I disagree. A bow with a higher mechanical efficiency will shoot a lighter arrow better. A bow with higher sotred energy will shoot a heavier arrow better. It's the same old "longbow vs. recurve" of the 40's- all the stuff you'd read in Hill's books. It comes down to why shoot a heavier arrow when your bow can shoot the lighter arrows jsut as well? A well made R/D bow or modern recurve can do that- handle both heavy and light arrows. Old longbows stored alot of energy, but weren't very efficient, but heavier arrows help mechanical efficiency so you see they "shoot better" with heavy.

As for what's the fastest, Viper hit it on the head for actual number speed. If you're talking equal design, you'd jsut be going through the levels- longbow, R/D longbow, recurve, and _compound_.

That being said, I don't have any experience with acutal brands- I just make my own slow bows:zip:.


----------



## mossanimal (Apr 19, 2009)

So... DO these Belcher bows shoot 254 fps or not??? Seems unbelievable....


----------



## str8sh2ter (Sep 11, 2006)

*how about...*

the Sovereign Ballistic?Aren't sovereigns known for being one of the fastest /


----------



## Viper1 (Aug 21, 2003)

moss -



mossanimal said:


> So... DO these Belcher bows shoot 254 fps or not??? Seems unbelievable....


Probably is, but do you want to shoot a 5 gr/lb arrow from a 30" draw on a stickbow? I sure wouldn't. 

Viper1 out.


----------



## Warbow (Apr 18, 2006)

steve morley said:


> Speed helps reduce aiming errors but good form and a reliable aiming system will give a better result than a fast Bow, I see so many people overbow themselves thinking speed will compansate for form\aiming errors, it won't.


I've always assumed that all other things being equal a faster, flatter shooting bow would make distance estimation slightly less critical. I can't imagine any bow being forgiving of aiming errors since bows are supposed to shoot where you aim them. 



steve morley said:


> Bows like Border, ACS and Blackbrook cost quite a lot, beyond many peoples budgets, maybe a more useful question is whats the best overall performing bow for the lowest price.

Raw data:
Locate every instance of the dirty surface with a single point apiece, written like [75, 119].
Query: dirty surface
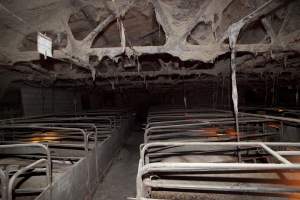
[119, 183]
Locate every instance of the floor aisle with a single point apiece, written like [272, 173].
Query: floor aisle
[119, 183]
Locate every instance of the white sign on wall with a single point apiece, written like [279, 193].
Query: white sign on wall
[44, 45]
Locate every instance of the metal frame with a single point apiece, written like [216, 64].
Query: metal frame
[7, 185]
[210, 168]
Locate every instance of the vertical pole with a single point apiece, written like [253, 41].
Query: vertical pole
[233, 36]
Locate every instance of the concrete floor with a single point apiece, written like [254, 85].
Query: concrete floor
[119, 183]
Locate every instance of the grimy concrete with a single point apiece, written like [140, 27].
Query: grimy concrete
[119, 183]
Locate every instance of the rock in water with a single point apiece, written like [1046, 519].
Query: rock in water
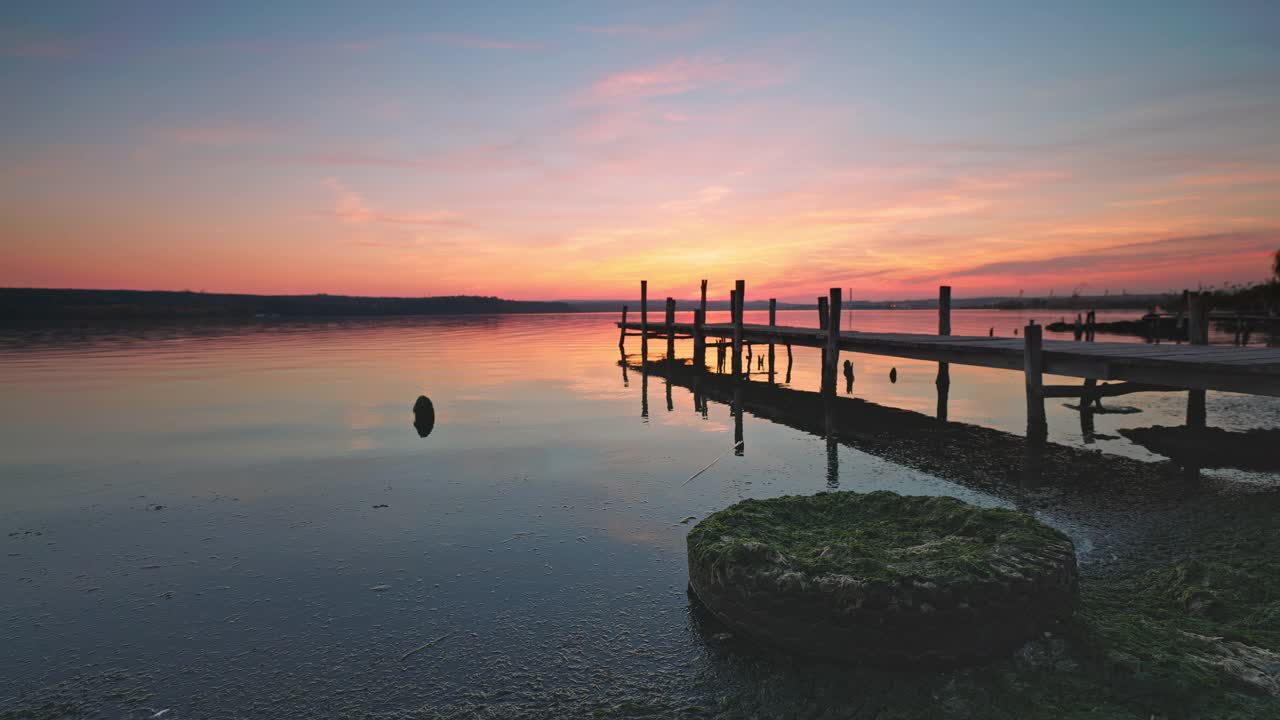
[424, 415]
[882, 578]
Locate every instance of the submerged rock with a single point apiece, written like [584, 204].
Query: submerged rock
[882, 578]
[424, 415]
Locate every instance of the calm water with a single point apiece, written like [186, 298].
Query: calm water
[246, 523]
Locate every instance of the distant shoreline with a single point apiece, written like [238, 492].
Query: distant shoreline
[85, 308]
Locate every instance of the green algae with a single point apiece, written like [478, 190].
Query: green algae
[876, 537]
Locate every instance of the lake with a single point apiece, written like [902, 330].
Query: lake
[242, 522]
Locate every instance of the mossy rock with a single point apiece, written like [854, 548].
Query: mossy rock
[882, 578]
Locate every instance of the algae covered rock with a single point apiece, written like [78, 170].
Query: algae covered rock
[882, 578]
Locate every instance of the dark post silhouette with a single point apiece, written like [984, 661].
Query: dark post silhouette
[832, 342]
[644, 322]
[739, 294]
[823, 318]
[1197, 333]
[1033, 367]
[699, 340]
[944, 379]
[773, 322]
[671, 328]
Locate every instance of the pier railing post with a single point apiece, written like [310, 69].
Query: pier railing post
[832, 359]
[823, 318]
[699, 341]
[671, 328]
[944, 379]
[739, 295]
[773, 322]
[1197, 333]
[644, 322]
[1033, 369]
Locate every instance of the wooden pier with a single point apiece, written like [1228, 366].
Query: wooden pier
[1192, 368]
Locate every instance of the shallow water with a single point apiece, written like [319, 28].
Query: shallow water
[245, 520]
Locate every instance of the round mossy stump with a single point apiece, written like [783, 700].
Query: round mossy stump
[882, 578]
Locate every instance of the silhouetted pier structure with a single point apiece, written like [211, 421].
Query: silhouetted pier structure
[1138, 368]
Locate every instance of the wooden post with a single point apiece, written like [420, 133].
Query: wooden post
[699, 341]
[773, 322]
[832, 342]
[944, 379]
[1033, 367]
[671, 328]
[644, 322]
[1197, 333]
[823, 317]
[739, 294]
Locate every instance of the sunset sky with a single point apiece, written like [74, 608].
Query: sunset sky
[566, 150]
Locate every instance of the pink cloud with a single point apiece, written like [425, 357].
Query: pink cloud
[1233, 177]
[679, 77]
[350, 206]
[475, 42]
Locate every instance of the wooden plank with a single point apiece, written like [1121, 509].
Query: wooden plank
[1037, 427]
[644, 320]
[740, 302]
[832, 354]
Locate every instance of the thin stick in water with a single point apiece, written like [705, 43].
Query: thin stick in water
[736, 445]
[425, 646]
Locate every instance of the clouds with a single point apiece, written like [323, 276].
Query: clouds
[677, 77]
[351, 208]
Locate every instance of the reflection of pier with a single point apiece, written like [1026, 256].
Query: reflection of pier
[979, 458]
[1139, 368]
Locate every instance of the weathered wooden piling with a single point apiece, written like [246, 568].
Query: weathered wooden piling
[699, 340]
[671, 323]
[944, 379]
[1033, 369]
[644, 320]
[823, 318]
[832, 356]
[773, 322]
[739, 294]
[1197, 333]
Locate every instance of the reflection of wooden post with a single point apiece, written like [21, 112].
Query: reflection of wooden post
[671, 328]
[739, 294]
[1197, 332]
[644, 320]
[1033, 368]
[944, 381]
[832, 342]
[699, 340]
[773, 322]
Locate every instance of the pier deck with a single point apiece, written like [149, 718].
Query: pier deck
[1253, 370]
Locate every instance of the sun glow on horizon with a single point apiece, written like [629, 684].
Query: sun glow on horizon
[551, 155]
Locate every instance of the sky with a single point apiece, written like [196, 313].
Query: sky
[567, 150]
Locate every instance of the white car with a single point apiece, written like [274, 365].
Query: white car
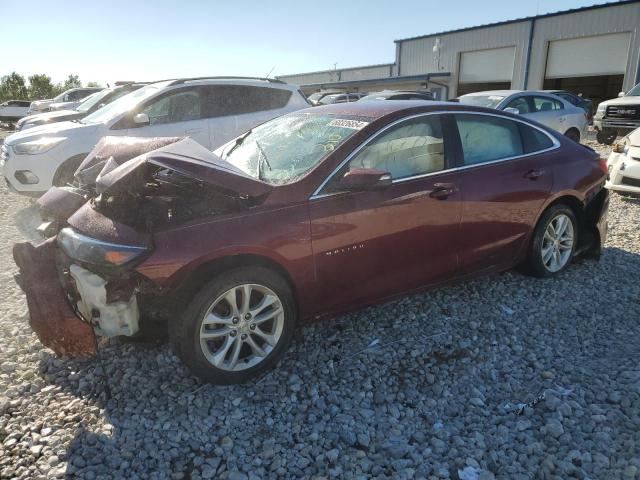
[617, 116]
[71, 98]
[624, 164]
[13, 110]
[545, 108]
[212, 111]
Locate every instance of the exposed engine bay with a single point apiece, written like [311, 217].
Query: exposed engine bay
[163, 197]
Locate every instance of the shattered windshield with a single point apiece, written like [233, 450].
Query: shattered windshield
[287, 147]
[488, 101]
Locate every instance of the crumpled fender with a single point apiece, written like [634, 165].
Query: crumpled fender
[50, 315]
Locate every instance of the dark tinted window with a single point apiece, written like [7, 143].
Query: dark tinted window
[521, 104]
[411, 148]
[545, 104]
[570, 98]
[533, 139]
[223, 100]
[177, 106]
[486, 138]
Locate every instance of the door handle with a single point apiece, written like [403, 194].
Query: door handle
[442, 190]
[534, 174]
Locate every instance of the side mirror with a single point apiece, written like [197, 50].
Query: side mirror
[141, 119]
[365, 179]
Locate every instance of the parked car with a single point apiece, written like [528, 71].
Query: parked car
[74, 99]
[310, 214]
[397, 95]
[545, 108]
[13, 110]
[211, 111]
[624, 165]
[576, 100]
[340, 98]
[617, 116]
[314, 98]
[88, 106]
[68, 96]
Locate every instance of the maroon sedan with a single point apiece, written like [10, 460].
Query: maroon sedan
[311, 214]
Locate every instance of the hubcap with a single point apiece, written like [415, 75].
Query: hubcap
[241, 327]
[557, 243]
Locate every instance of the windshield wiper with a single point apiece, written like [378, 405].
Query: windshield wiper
[239, 141]
[261, 157]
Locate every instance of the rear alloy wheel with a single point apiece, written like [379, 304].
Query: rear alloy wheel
[573, 134]
[237, 326]
[554, 241]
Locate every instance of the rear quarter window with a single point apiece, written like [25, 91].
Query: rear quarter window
[224, 100]
[533, 140]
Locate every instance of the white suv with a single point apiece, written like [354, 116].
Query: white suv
[212, 111]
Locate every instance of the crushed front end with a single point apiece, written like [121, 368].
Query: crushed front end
[82, 280]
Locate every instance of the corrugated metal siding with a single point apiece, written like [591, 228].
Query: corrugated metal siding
[622, 18]
[417, 56]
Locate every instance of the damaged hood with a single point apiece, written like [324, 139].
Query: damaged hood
[190, 159]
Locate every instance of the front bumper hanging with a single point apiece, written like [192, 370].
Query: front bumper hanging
[51, 316]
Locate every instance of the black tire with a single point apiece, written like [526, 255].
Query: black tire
[184, 333]
[535, 264]
[573, 134]
[606, 137]
[64, 174]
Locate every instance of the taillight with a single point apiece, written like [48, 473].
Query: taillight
[603, 165]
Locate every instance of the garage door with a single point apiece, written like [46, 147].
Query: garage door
[588, 56]
[484, 66]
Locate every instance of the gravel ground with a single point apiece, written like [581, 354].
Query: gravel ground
[430, 386]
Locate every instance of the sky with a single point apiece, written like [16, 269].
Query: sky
[157, 39]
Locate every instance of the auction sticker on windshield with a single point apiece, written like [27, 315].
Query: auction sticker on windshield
[353, 124]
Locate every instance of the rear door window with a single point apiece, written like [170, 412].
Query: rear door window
[546, 104]
[487, 138]
[224, 100]
[177, 106]
[521, 104]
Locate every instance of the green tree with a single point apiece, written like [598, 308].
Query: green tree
[13, 87]
[72, 81]
[40, 87]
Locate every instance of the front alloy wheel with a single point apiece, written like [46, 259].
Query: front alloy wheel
[241, 327]
[237, 326]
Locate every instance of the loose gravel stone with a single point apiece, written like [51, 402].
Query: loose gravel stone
[562, 351]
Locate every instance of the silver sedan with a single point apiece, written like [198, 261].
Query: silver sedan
[545, 108]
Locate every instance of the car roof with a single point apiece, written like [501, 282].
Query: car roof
[255, 82]
[501, 93]
[376, 110]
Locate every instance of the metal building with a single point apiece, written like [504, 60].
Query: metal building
[591, 50]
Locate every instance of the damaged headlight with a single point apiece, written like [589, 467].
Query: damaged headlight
[90, 250]
[35, 147]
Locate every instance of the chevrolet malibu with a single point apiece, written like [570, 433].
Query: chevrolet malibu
[311, 214]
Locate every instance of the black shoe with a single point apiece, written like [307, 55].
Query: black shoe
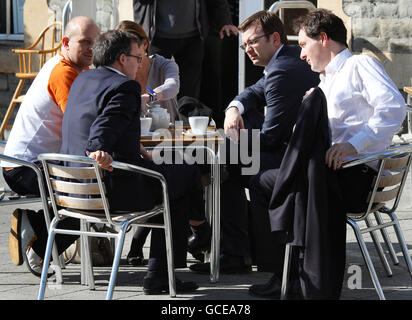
[161, 285]
[273, 287]
[135, 259]
[200, 240]
[228, 265]
[199, 257]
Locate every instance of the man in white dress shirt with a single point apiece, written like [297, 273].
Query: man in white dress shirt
[365, 108]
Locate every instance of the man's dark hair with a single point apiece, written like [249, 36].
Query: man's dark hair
[110, 45]
[322, 20]
[269, 22]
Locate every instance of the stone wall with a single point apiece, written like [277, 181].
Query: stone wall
[383, 28]
[103, 14]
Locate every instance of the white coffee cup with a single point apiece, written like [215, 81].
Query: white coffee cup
[145, 124]
[198, 124]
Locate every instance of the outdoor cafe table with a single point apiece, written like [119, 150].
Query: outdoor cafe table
[210, 143]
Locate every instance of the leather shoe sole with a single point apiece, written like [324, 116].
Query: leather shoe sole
[204, 268]
[272, 289]
[153, 286]
[135, 261]
[15, 240]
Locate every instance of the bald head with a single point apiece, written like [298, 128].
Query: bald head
[78, 40]
[77, 25]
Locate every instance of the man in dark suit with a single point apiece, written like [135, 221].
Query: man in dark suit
[102, 121]
[285, 81]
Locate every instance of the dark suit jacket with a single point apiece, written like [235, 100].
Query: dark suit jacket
[102, 113]
[212, 12]
[306, 202]
[281, 89]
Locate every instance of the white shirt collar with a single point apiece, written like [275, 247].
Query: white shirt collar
[273, 58]
[115, 70]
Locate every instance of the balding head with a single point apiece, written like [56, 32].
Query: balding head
[77, 24]
[78, 40]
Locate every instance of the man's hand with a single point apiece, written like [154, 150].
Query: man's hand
[103, 159]
[147, 155]
[233, 123]
[145, 98]
[227, 29]
[308, 93]
[337, 153]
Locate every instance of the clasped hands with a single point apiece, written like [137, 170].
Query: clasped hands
[104, 159]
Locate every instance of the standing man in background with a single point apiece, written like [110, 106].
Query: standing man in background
[179, 28]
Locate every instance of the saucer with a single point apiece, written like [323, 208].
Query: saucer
[149, 134]
[208, 133]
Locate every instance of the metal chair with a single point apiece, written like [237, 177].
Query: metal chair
[50, 36]
[393, 167]
[30, 199]
[79, 192]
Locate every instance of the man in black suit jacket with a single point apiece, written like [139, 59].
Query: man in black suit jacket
[102, 121]
[285, 81]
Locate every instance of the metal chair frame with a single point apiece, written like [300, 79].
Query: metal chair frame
[26, 70]
[375, 207]
[118, 220]
[43, 199]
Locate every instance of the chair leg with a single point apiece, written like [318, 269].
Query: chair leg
[89, 261]
[379, 249]
[116, 260]
[11, 107]
[366, 258]
[402, 242]
[286, 269]
[169, 256]
[46, 262]
[386, 238]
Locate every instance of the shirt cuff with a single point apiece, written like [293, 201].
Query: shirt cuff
[359, 142]
[238, 105]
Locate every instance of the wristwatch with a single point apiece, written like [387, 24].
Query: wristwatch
[153, 96]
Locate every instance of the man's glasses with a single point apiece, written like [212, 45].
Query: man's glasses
[139, 58]
[252, 42]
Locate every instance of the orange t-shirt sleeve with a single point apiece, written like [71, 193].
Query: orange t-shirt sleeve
[60, 81]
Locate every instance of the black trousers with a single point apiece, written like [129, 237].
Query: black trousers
[23, 181]
[236, 234]
[188, 54]
[355, 184]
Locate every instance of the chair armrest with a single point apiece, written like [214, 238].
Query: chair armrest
[377, 156]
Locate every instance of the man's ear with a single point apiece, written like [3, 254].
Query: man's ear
[324, 38]
[122, 59]
[65, 41]
[276, 37]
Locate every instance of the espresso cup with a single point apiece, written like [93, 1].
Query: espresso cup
[145, 124]
[198, 124]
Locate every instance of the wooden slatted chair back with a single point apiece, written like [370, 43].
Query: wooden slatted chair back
[76, 187]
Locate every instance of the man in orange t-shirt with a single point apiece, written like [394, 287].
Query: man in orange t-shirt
[37, 129]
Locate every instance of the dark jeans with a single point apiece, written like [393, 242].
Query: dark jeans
[188, 54]
[23, 181]
[355, 184]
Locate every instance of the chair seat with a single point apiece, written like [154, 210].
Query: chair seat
[28, 75]
[375, 207]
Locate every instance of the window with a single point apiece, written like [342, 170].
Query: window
[11, 20]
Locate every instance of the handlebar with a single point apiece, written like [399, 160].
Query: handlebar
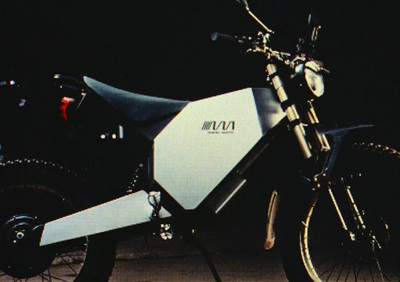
[255, 44]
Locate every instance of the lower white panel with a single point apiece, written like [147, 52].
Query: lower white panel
[123, 212]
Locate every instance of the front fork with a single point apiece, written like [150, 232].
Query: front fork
[306, 143]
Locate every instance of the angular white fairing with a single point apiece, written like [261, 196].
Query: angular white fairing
[196, 151]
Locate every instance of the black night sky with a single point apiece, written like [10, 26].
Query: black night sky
[163, 47]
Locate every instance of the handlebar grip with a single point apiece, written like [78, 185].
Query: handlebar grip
[216, 36]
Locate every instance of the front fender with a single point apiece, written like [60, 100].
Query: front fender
[343, 137]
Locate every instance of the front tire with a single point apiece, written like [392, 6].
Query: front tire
[32, 193]
[350, 231]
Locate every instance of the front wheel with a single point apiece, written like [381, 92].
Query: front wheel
[31, 194]
[350, 231]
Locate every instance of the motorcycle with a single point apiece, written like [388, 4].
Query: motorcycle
[180, 163]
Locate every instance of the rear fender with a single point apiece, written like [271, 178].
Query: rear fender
[129, 210]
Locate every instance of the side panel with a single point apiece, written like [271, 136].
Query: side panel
[197, 150]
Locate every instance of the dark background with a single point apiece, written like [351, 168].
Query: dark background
[163, 47]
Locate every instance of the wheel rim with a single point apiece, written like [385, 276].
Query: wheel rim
[372, 254]
[23, 213]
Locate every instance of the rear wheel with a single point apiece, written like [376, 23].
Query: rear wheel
[351, 230]
[30, 196]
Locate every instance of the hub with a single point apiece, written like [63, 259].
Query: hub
[21, 256]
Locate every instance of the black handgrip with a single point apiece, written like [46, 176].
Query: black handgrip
[216, 36]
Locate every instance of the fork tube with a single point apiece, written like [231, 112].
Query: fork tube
[291, 111]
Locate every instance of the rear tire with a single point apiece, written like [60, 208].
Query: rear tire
[31, 194]
[315, 244]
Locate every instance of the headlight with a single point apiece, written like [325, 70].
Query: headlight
[314, 78]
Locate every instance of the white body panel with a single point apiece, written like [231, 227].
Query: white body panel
[204, 142]
[126, 211]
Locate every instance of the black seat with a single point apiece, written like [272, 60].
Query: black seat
[137, 107]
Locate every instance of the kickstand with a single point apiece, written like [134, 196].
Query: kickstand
[193, 240]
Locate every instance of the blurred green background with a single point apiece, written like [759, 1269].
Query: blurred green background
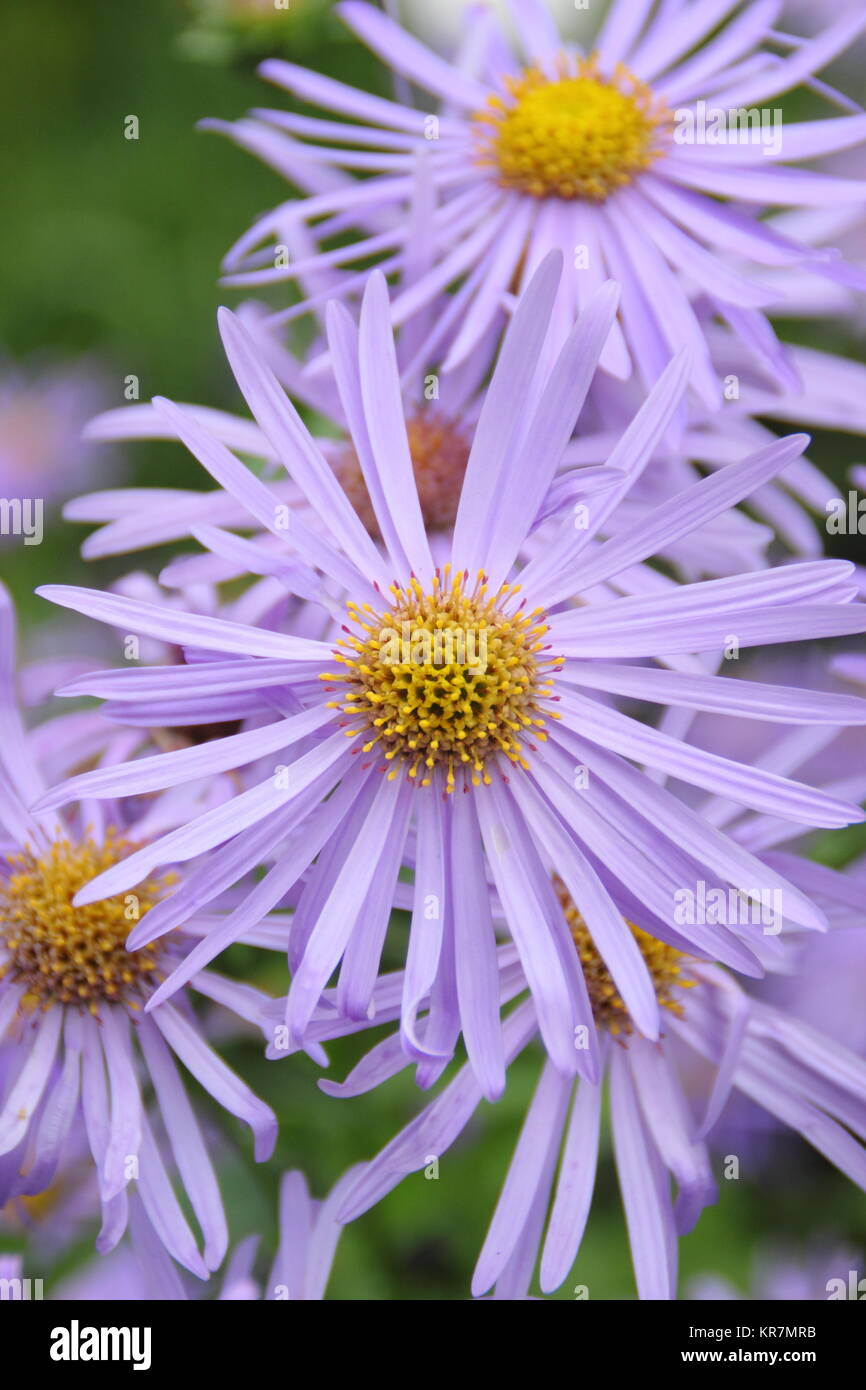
[111, 249]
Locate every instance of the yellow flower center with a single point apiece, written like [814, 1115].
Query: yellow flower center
[580, 135]
[439, 453]
[448, 679]
[662, 961]
[75, 955]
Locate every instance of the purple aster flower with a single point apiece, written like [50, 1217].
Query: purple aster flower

What the task requires:
Transcribe the forum thread on bow speed above in full, reproducing every line without alteration.

Solution to this task:
I disagree. A bow with a higher mechanical efficiency will shoot a lighter arrow better. A bow with higher sotred energy will shoot a heavier arrow better. It's the same old "longbow vs. recurve" of the 40's- all the stuff you'd read in Hill's books. It comes down to why shoot a heavier arrow when your bow can shoot the lighter arrows jsut as well? A well made R/D bow or modern recurve can do that- handle both heavy and light arrows. Old longbows stored alot of energy, but weren't very efficient, but heavier arrows help mechanical efficiency so you see they "shoot better" with heavy.

As for what's the fastest, Viper hit it on the head for actual number speed. If you're talking equal design, you'd jsut be going through the levels- longbow, R/D longbow, recurve, and _compound_.

That being said, I don't have any experience with acutal brands- I just make my own slow bows:zip:.


----------



## mossanimal (Apr 19, 2009)

So... DO these Belcher bows shoot 254 fps or not??? Seems unbelievable....


----------



## str8sh2ter (Sep 11, 2006)

*how about...*

the Sovereign Ballistic?Aren't sovereigns known for being one of the fastest /


----------



## Viper1 (Aug 21, 2003)

moss -



mossanimal said:


> So... DO these Belcher bows shoot 254 fps or not??? Seems unbelievable....


Probably is, but do you want to shoot a 5 gr/lb arrow from a 30" draw on a stickbow? I sure wouldn't. 

Viper1 out.


----------



## Warbow (Apr 18, 2006)

steve morley said:


> Speed helps reduce aiming errors but good form and a reliable aiming system will give a better result than a fast Bow, I see so many people overbow themselves thinking speed will compansate for form\aiming errors, it won't.


I've always assumed that all other things being equal a faster, flatter shooting bow would make distance estimation slightly less critical. I can't imagine any bow being forgiving of aiming errors since bows are supposed to shoot where you aim them. 



steve morley said:


> Bows like Border, ACS and Blackbrook cost quite a lot, beyond many peoples budgets, maybe a more useful question is whats the best overall performing bow for the lowest price.